___ Text under study

Farms.com spoke with multiple women leading up to International Women’s Day
By Diego Flammini
Leading up to International Women’s Day on March 8, Farms.com connected with multiple women in the ag industry.
In total, 10 female farmers from the U.S. and Canada spoke with Farms.com about similar topics: what they’d tell their 12-year-old selves about being a farmer, what they’d say to young women entering the ag industry, and who they consider to be an ag hero or inspiration.
One of the U.S. farmers is Katy Schultz.
This dairy farmer from Fox Lake, Wis., credits her mother and one of her teachers to helping develop her ag passion.
The other U.S. producer interviewed for this series of articles is Ruth Ready.
Ready, who raises cash crops and beef in Scribner, Neb., wants young people to know that agriculture is just as much about science as medicine is.
And Amanda Nigg, another Nebraska farmer, discussed her journey as an on-farm entrepreneur.
In Canada, Farms.com connected with seven producers.
In Western Canada, Charlotte Schwanke, a sheep farmer from Wadena, Sask., wants young women in ag to understand tat not everything has to be done the same way.
“Don’t be afraid to think outside the box,” she says. “It makes us stronger when we find niche markets and different ways to farm.”
Another Saskatchewan farmer, Jessica Lovich, participated in the interviews.
A dairy farmer from Balgonie, Sask. Lovich’s message to her younger self is it’s okay to live a simpler life.
“I remember at that age thinking I had to create this life that was noteworthy and one that people would see. I’d tell myself it’s okay to just be you, and it’s okay to have a quiet life producing the products you love, and you don’t need flash and to be recognized,” she said.
Farms.com also connected with Alberta farmer and vice chair of Alberta Beef Producers, Sheila Hillmer.
This farmer from Del Bonita, Alta. had the opportunity to live with her ag hero, Isabella Miller, before her passing in 2007.
“Living with Isabella was one of the joys of my life,” she said. “It’s one of those things where if you’re lucky enough to get an opportunity like that, you embrace it. I was like a sponge with her. We just didn’t have enough time with her in this world.”
Four farmers from Ontario and Eastern Canada also answered interview questions.
Brooke Leystra, a cash crop and hog producer from Watford, Ont., didn’t think she’d be a farmer.

______

Task item:
Copy the passage of the article about women farmers that begins with the words "And Amanda Nigg, another" and ends with "a simpler life.".

___ Listed records

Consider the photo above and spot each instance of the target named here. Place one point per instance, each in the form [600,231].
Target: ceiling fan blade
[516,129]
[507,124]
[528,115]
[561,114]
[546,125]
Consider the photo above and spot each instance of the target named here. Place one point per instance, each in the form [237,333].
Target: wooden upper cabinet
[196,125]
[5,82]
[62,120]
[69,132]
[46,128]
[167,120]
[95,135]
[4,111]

______
___ Listed records

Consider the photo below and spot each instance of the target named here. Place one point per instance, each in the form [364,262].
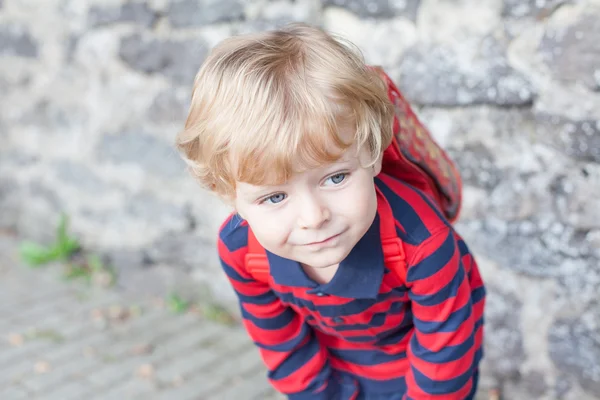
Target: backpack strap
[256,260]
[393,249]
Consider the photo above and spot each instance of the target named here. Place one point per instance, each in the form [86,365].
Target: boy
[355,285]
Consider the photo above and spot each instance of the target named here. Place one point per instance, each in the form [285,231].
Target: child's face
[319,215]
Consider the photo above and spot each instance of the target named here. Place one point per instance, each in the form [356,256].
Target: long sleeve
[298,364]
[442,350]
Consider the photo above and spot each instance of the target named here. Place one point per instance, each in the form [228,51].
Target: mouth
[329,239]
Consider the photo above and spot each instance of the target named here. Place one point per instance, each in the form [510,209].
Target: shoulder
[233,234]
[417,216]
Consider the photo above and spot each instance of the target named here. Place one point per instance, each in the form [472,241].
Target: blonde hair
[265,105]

______

Answer space:
And Amanda Nigg, another Nebraska farmer, discussed her journey as an on-farm entrepreneur.
In Canada, Farms.com connected with seven producers.
In Western Canada, Charlotte Schwanke, a sheep farmer from Wadena, Sask., wants young women in ag to understand tat not everything has to be done the same way.
“Don’t be afraid to think outside the box,” she says. “It makes us stronger when we find niche markets and different ways to farm.”
Another Saskatchewan farmer, Jessica Lovich, participated in the interviews.
A dairy farmer from Balgonie, Sask. Lovich’s message to her younger self is it’s okay to live a simpler life.